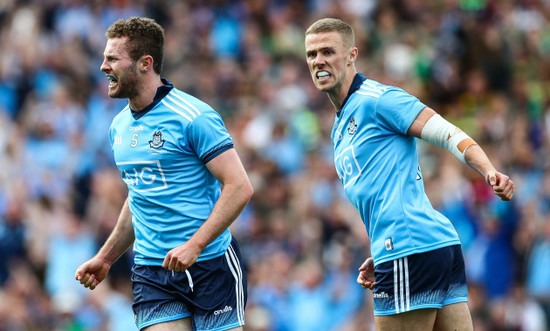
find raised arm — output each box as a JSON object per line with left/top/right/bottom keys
{"left": 408, "top": 107, "right": 514, "bottom": 201}
{"left": 162, "top": 148, "right": 253, "bottom": 272}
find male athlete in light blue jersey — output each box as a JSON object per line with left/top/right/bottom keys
{"left": 76, "top": 17, "right": 253, "bottom": 331}
{"left": 109, "top": 83, "right": 234, "bottom": 266}
{"left": 305, "top": 18, "right": 515, "bottom": 331}
{"left": 330, "top": 76, "right": 462, "bottom": 267}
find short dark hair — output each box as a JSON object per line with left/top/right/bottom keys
{"left": 106, "top": 17, "right": 165, "bottom": 75}
{"left": 305, "top": 18, "right": 355, "bottom": 49}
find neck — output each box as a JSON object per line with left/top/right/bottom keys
{"left": 328, "top": 92, "right": 344, "bottom": 111}
{"left": 327, "top": 69, "right": 357, "bottom": 112}
{"left": 129, "top": 76, "right": 164, "bottom": 111}
{"left": 327, "top": 72, "right": 357, "bottom": 112}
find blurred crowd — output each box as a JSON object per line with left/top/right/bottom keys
{"left": 1, "top": 0, "right": 549, "bottom": 330}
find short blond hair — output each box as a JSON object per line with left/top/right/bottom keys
{"left": 305, "top": 18, "right": 355, "bottom": 49}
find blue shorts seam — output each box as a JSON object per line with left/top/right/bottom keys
{"left": 138, "top": 314, "right": 191, "bottom": 330}
{"left": 443, "top": 297, "right": 468, "bottom": 306}
{"left": 196, "top": 321, "right": 242, "bottom": 331}
{"left": 374, "top": 304, "right": 443, "bottom": 316}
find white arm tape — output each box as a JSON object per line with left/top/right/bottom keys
{"left": 420, "top": 114, "right": 477, "bottom": 164}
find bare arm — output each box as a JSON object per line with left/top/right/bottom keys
{"left": 162, "top": 148, "right": 253, "bottom": 272}
{"left": 408, "top": 107, "right": 514, "bottom": 201}
{"left": 95, "top": 198, "right": 135, "bottom": 264}
{"left": 75, "top": 198, "right": 135, "bottom": 289}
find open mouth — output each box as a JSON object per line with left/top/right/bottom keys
{"left": 316, "top": 70, "right": 331, "bottom": 80}
{"left": 107, "top": 75, "right": 118, "bottom": 87}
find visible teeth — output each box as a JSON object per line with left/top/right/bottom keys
{"left": 317, "top": 71, "right": 330, "bottom": 78}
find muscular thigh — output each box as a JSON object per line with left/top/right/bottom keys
{"left": 143, "top": 319, "right": 244, "bottom": 331}
{"left": 375, "top": 308, "right": 437, "bottom": 331}
{"left": 143, "top": 317, "right": 192, "bottom": 331}
{"left": 433, "top": 302, "right": 473, "bottom": 331}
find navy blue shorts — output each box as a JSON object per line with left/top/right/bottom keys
{"left": 372, "top": 245, "right": 468, "bottom": 316}
{"left": 132, "top": 237, "right": 247, "bottom": 330}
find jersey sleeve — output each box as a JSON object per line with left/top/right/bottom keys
{"left": 374, "top": 88, "right": 426, "bottom": 135}
{"left": 187, "top": 110, "right": 233, "bottom": 163}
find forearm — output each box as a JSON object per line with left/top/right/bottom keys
{"left": 410, "top": 107, "right": 514, "bottom": 200}
{"left": 96, "top": 198, "right": 135, "bottom": 266}
{"left": 463, "top": 145, "right": 497, "bottom": 180}
{"left": 189, "top": 180, "right": 252, "bottom": 251}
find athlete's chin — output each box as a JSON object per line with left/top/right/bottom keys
{"left": 108, "top": 88, "right": 126, "bottom": 99}
{"left": 315, "top": 82, "right": 335, "bottom": 93}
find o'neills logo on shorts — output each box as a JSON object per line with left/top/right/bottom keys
{"left": 373, "top": 292, "right": 390, "bottom": 299}
{"left": 214, "top": 305, "right": 233, "bottom": 315}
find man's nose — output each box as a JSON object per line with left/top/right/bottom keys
{"left": 313, "top": 54, "right": 325, "bottom": 66}
{"left": 100, "top": 59, "right": 108, "bottom": 72}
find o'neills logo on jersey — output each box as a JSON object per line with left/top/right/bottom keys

- BRIEF -
What is wanted is the listing, written out exactly, with each picture removed.

- SOLUTION FOR THIS TASK -
find raised arm — output each box as a JSON object per line with left/top/right/bottom keys
{"left": 408, "top": 107, "right": 514, "bottom": 201}
{"left": 162, "top": 148, "right": 253, "bottom": 272}
find male athlete in light blue jersey — output each box as a JSON object per line with left/top/right/bottom keys
{"left": 76, "top": 17, "right": 253, "bottom": 331}
{"left": 109, "top": 83, "right": 234, "bottom": 266}
{"left": 305, "top": 18, "right": 515, "bottom": 331}
{"left": 330, "top": 76, "right": 462, "bottom": 267}
find short dark hair — output each box as a JSON object per line with left/top/right/bottom keys
{"left": 106, "top": 17, "right": 165, "bottom": 75}
{"left": 305, "top": 18, "right": 355, "bottom": 49}
find neck — output each box as a JSON object per line with left/top/right/bottom keys
{"left": 328, "top": 92, "right": 344, "bottom": 111}
{"left": 327, "top": 69, "right": 357, "bottom": 112}
{"left": 129, "top": 76, "right": 164, "bottom": 111}
{"left": 327, "top": 72, "right": 357, "bottom": 112}
find blurred crowd — output each box as a JSON object per line with left/top/right/bottom keys
{"left": 1, "top": 0, "right": 549, "bottom": 330}
find short blond hair — output each box as a JSON object per line with left/top/right/bottom keys
{"left": 305, "top": 18, "right": 355, "bottom": 49}
find blue shorts seam — output each box as a JSON object per line with left/top/right/bottom keys
{"left": 138, "top": 314, "right": 191, "bottom": 330}
{"left": 443, "top": 297, "right": 468, "bottom": 306}
{"left": 196, "top": 321, "right": 242, "bottom": 331}
{"left": 374, "top": 304, "right": 443, "bottom": 316}
find white arm tape — output each box as a JSON object per line with left/top/right/bottom keys
{"left": 420, "top": 114, "right": 477, "bottom": 164}
find bare arm — output each box as a JSON object per line with left/top/right/bottom keys
{"left": 162, "top": 148, "right": 253, "bottom": 272}
{"left": 408, "top": 107, "right": 514, "bottom": 201}
{"left": 95, "top": 198, "right": 135, "bottom": 264}
{"left": 75, "top": 198, "right": 135, "bottom": 289}
find open mouth — output each box as a JSON object per line with left/top/right/bottom keys
{"left": 316, "top": 70, "right": 331, "bottom": 80}
{"left": 107, "top": 75, "right": 118, "bottom": 87}
find visible teeth — output each box as a JSON object per line with left/top/right/bottom keys
{"left": 317, "top": 71, "right": 330, "bottom": 78}
find muscular thigh — output each box as a JSON object per line with left/top/right/bottom keys
{"left": 143, "top": 319, "right": 244, "bottom": 331}
{"left": 375, "top": 308, "right": 437, "bottom": 331}
{"left": 143, "top": 317, "right": 192, "bottom": 331}
{"left": 433, "top": 302, "right": 473, "bottom": 331}
find navy blue shorts — output each box as a JSON object per line with left/top/right/bottom keys
{"left": 372, "top": 245, "right": 468, "bottom": 316}
{"left": 132, "top": 237, "right": 247, "bottom": 330}
find jersey sleeve — output each box as a JSON object per line with left/top/right/bottom keys
{"left": 374, "top": 88, "right": 426, "bottom": 135}
{"left": 187, "top": 110, "right": 233, "bottom": 163}
find forearm — output each box as a JSON object per line with left/top/right/bottom keys
{"left": 410, "top": 107, "right": 514, "bottom": 200}
{"left": 96, "top": 198, "right": 135, "bottom": 266}
{"left": 463, "top": 145, "right": 497, "bottom": 180}
{"left": 189, "top": 180, "right": 252, "bottom": 251}
find athlete's chin — output each box as a JSON object per line with left/top/right/bottom keys
{"left": 108, "top": 88, "right": 126, "bottom": 99}
{"left": 315, "top": 82, "right": 335, "bottom": 93}
find o'neills logo on shorts — output each box as a JSON object per line with left/top/right/bottom keys
{"left": 373, "top": 292, "right": 390, "bottom": 299}
{"left": 214, "top": 305, "right": 233, "bottom": 315}
find man's nose — output each box as a JSON object per line with left/top/right/bottom keys
{"left": 313, "top": 54, "right": 325, "bottom": 66}
{"left": 100, "top": 59, "right": 108, "bottom": 72}
find o'neills logo on jersey — output each box as a JSON object per line with left/top/right/bottom keys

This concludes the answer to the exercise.